**To be done:** Reproduce verbatim every line from the one containing "# test: pointer drops one pin on the book" through the last line of the entries, including both of those lines.

**Records for this task:**
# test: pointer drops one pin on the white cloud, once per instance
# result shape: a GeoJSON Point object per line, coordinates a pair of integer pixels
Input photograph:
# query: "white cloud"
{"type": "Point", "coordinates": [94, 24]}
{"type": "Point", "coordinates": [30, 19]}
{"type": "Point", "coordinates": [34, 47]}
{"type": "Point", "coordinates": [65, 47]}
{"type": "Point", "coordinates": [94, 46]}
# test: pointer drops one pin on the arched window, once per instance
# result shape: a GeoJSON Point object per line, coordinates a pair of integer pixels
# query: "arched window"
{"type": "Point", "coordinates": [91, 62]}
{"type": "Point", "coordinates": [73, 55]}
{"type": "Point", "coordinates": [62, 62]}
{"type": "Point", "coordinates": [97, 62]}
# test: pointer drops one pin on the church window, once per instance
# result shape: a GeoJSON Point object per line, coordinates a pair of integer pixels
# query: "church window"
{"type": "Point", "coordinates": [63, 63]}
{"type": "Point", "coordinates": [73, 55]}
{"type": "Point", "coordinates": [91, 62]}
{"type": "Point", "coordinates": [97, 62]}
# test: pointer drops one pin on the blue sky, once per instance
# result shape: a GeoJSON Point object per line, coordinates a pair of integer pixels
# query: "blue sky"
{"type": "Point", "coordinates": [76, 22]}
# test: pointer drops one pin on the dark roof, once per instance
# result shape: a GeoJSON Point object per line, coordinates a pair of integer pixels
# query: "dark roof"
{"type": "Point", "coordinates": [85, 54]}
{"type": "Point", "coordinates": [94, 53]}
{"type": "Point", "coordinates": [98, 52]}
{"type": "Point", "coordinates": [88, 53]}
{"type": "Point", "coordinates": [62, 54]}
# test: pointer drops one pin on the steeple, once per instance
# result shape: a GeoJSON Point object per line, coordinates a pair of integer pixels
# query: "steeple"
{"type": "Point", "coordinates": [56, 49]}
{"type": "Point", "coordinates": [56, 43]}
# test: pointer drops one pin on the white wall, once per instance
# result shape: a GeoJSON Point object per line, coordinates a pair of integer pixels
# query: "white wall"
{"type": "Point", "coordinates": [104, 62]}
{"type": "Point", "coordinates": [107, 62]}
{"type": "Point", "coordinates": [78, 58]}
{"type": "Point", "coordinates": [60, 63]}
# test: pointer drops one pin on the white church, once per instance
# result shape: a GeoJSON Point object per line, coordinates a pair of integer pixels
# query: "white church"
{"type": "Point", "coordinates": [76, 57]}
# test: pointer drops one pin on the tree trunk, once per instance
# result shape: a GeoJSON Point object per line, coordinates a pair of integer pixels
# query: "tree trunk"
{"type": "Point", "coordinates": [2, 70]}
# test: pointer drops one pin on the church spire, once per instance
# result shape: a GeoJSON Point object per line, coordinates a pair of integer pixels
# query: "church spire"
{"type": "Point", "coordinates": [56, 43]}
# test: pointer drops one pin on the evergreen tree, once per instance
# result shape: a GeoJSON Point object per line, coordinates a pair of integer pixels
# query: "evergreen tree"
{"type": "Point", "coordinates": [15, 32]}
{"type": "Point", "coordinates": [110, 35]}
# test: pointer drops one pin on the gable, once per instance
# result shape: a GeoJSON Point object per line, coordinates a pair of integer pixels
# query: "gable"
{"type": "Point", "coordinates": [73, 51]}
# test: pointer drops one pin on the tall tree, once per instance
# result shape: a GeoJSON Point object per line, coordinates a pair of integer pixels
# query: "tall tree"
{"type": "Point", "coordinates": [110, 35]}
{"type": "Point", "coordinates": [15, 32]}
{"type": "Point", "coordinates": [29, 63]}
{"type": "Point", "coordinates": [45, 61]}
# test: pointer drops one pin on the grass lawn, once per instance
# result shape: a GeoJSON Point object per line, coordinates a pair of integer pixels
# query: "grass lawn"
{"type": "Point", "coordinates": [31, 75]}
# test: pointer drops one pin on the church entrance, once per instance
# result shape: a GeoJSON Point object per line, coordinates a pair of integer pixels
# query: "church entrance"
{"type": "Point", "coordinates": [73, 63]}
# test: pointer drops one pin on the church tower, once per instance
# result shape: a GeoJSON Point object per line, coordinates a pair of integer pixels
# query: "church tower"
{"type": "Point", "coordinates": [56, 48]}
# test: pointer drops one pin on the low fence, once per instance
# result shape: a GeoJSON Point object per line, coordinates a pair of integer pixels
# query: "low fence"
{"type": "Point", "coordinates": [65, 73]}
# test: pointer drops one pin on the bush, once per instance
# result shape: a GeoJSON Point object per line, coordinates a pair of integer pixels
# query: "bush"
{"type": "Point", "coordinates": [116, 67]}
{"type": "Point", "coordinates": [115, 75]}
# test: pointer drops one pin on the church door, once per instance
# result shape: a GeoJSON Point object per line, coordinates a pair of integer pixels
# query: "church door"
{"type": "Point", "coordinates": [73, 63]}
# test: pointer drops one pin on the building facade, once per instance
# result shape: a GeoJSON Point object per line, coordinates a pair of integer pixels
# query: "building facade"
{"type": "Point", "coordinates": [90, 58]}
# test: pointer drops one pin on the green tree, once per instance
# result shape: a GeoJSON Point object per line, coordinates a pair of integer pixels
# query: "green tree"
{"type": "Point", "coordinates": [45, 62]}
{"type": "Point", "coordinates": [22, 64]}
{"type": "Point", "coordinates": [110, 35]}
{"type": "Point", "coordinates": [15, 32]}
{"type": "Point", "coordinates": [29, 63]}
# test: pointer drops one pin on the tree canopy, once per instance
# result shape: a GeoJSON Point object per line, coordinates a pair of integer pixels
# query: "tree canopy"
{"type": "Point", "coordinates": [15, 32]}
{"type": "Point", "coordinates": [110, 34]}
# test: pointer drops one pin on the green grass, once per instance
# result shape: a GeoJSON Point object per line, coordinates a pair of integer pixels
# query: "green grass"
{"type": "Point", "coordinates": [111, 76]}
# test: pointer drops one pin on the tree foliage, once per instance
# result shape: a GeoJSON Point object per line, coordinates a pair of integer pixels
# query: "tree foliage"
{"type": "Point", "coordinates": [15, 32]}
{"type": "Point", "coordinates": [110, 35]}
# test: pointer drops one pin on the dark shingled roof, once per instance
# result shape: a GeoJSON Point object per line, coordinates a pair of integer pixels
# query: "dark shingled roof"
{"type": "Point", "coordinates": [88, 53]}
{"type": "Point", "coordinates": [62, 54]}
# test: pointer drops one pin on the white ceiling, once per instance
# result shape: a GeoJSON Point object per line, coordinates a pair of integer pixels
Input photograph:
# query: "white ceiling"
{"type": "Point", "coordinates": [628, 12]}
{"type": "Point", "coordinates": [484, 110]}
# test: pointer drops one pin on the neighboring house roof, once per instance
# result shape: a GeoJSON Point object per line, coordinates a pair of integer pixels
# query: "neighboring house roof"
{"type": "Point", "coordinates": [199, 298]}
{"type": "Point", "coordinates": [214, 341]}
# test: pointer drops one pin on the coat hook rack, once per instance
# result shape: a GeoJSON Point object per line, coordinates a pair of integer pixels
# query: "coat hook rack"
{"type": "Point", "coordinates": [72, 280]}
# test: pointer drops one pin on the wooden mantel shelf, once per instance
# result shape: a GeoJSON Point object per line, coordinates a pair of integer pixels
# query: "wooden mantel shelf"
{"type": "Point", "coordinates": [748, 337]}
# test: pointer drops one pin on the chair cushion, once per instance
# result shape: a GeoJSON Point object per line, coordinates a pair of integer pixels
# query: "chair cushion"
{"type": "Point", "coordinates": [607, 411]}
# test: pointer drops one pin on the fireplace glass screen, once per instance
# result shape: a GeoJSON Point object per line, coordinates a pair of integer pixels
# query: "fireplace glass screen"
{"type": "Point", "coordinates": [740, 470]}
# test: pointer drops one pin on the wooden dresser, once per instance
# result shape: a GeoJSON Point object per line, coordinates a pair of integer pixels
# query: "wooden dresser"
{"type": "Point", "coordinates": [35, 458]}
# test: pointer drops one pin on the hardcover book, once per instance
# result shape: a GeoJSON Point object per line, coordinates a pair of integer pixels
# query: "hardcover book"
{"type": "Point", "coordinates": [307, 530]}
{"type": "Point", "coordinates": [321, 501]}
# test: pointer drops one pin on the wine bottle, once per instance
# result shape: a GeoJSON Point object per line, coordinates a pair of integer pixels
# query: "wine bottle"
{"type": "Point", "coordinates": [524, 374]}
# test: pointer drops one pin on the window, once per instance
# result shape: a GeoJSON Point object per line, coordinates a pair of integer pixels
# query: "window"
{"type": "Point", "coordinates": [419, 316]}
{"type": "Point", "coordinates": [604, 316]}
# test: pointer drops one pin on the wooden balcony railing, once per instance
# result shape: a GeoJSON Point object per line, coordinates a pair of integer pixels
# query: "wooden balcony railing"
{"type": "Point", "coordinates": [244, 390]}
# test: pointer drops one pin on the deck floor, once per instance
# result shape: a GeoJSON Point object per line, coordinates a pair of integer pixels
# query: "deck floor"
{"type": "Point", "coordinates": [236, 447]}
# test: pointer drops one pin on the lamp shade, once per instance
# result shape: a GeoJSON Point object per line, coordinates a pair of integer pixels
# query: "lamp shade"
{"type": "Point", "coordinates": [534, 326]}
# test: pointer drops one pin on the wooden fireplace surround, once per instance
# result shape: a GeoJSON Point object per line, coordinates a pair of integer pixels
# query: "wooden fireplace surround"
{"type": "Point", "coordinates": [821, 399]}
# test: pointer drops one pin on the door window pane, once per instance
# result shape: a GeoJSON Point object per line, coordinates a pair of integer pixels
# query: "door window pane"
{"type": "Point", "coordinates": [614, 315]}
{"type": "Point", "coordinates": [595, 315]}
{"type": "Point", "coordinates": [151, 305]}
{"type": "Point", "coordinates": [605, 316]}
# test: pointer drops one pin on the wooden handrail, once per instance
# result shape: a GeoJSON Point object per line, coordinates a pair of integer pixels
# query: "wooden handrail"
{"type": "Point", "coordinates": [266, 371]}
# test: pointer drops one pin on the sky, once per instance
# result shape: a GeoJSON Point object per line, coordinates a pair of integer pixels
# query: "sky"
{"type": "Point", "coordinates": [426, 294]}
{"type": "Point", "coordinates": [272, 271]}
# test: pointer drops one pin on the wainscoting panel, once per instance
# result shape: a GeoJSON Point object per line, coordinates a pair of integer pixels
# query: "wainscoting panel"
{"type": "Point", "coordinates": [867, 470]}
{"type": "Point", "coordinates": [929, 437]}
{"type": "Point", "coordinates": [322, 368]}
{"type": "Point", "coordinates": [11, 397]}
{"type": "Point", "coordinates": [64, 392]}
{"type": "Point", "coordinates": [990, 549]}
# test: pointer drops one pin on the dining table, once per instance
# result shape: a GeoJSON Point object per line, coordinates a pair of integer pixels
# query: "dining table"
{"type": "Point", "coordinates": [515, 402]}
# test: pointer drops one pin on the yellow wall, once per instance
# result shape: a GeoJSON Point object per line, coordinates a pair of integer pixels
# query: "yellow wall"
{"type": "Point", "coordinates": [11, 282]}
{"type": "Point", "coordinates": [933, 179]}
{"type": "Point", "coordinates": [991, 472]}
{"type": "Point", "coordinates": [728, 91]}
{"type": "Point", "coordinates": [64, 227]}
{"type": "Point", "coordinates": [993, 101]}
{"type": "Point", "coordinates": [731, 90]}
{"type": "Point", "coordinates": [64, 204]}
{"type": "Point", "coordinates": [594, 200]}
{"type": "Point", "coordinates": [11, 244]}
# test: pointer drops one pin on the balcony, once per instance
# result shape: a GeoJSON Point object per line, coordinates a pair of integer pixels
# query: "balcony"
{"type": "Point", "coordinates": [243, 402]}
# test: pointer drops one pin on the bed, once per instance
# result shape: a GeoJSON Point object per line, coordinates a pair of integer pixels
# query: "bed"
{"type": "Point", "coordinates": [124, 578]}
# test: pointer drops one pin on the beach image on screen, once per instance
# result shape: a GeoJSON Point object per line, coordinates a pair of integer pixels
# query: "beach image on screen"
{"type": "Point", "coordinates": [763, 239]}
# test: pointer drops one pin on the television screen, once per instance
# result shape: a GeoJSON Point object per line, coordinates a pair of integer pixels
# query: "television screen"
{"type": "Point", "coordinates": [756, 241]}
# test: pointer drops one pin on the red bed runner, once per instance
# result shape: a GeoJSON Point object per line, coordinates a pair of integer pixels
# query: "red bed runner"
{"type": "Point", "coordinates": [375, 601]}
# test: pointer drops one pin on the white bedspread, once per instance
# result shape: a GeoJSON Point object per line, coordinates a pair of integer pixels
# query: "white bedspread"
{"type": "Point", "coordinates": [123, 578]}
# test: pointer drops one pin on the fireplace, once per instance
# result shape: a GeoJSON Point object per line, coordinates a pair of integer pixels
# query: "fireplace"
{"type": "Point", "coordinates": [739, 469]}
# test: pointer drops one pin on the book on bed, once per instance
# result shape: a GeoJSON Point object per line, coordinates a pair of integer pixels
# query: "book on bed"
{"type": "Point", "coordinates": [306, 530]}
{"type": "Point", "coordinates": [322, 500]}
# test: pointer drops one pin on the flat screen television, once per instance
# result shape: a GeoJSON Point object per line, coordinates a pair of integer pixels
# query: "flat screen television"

**Complete answer:**
# test: pointer drops one pin on the book on bed, once per instance
# result shape: a GeoJSON Point object per line, coordinates a pair of integer pixels
# query: "book on bed"
{"type": "Point", "coordinates": [306, 530]}
{"type": "Point", "coordinates": [322, 500]}
# test: pointer drops one pin on the flat screen television, once per instance
# result shape: a GeoJSON Point object per line, coordinates a pair of integer pixels
# query: "flat screen television"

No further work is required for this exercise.